(Point annotation dataset records)
● ● ●
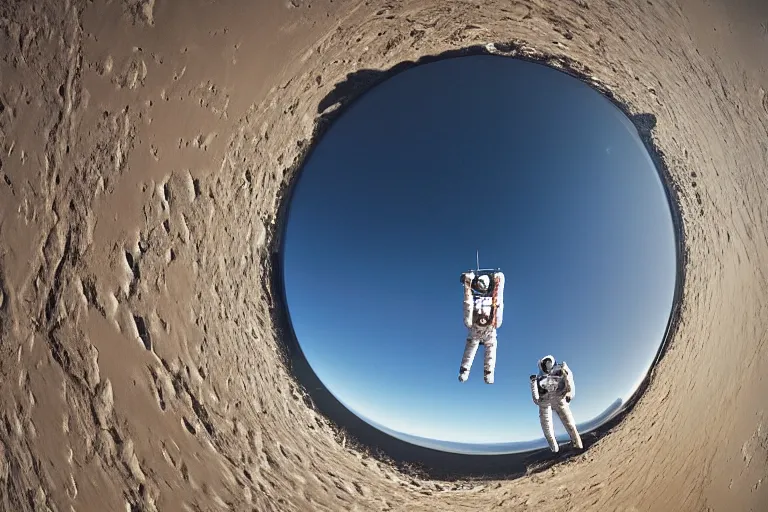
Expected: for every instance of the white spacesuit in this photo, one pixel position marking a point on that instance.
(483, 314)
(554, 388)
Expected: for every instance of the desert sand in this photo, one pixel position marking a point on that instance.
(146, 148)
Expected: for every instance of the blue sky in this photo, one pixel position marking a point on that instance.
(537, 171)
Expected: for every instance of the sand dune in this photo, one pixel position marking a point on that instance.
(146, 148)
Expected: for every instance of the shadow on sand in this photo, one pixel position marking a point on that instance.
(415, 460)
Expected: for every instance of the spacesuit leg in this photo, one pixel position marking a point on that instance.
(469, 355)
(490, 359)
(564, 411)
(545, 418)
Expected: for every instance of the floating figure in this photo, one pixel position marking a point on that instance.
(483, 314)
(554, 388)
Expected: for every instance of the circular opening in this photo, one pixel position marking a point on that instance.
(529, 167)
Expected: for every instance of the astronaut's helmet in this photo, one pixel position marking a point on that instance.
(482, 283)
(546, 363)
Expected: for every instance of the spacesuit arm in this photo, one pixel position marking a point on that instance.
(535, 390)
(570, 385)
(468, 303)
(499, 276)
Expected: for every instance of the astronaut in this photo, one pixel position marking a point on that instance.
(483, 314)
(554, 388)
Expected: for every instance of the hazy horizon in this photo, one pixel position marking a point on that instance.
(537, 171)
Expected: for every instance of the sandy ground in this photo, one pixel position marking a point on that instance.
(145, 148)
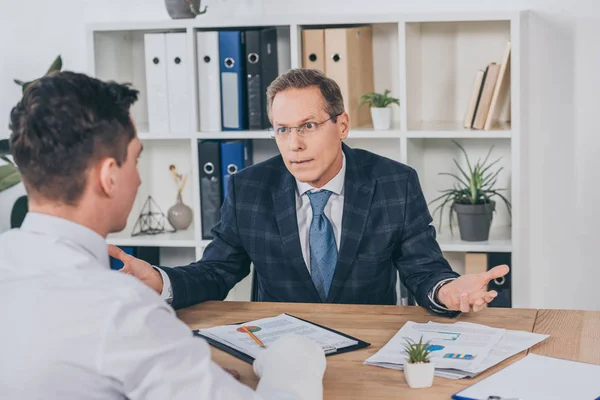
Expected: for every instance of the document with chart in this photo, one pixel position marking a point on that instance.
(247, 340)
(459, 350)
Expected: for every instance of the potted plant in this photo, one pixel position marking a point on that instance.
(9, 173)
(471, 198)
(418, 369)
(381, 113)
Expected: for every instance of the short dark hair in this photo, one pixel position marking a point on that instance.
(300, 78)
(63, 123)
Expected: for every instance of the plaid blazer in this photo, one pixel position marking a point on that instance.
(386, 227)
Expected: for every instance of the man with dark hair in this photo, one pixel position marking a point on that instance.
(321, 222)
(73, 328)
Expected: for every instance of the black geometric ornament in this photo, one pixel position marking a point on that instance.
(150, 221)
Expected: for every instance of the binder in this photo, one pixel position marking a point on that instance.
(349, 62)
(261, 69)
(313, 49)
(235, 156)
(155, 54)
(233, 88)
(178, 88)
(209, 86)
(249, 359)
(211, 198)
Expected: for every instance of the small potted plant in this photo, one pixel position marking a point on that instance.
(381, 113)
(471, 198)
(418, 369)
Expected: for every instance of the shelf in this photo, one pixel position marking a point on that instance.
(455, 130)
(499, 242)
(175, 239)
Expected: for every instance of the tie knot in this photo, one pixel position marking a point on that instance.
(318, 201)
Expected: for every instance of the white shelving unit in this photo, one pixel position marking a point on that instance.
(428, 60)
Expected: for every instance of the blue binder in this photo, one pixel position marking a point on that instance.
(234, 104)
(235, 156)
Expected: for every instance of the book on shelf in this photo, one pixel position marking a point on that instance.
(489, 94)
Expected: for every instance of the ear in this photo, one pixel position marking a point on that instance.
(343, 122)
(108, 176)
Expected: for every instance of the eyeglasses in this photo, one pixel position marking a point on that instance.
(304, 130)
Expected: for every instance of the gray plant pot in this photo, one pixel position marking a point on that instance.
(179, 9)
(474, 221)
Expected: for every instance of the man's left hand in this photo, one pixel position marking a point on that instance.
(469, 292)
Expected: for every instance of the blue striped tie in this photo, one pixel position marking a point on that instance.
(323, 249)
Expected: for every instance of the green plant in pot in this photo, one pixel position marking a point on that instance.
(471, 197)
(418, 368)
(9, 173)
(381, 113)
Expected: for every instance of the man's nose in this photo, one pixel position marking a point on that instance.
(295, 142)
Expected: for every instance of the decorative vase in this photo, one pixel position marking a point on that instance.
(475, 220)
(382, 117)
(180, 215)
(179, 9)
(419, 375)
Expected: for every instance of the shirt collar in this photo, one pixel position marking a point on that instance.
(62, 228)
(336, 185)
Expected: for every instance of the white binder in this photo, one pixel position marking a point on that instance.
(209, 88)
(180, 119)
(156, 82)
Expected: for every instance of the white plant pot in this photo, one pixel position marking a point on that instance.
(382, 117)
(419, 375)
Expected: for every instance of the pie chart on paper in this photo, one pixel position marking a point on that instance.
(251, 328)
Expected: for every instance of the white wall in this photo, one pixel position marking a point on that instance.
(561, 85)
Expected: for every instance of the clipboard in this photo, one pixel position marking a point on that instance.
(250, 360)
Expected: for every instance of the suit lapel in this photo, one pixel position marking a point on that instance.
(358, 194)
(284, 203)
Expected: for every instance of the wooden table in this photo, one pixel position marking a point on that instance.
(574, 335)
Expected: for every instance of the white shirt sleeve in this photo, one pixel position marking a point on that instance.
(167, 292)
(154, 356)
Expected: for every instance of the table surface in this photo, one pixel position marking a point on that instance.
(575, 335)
● ● ●
Could you rescale the lines starting at the one containing "Expected: for every instance of the white shirt" and ending at the final line above, repeating only those lines with the requests included, and multiplying every pixel coordinate in the answers by 0.5, rounded to whole numbers with halves going up?

Expected: for every instance of the white shirt sleeve in this photo, one pixel position marking a point on that instance.
(84, 146)
(77, 178)
Expected: for every instance of the table surface in this photo, one pixel position marking a point on that instance.
(288, 168)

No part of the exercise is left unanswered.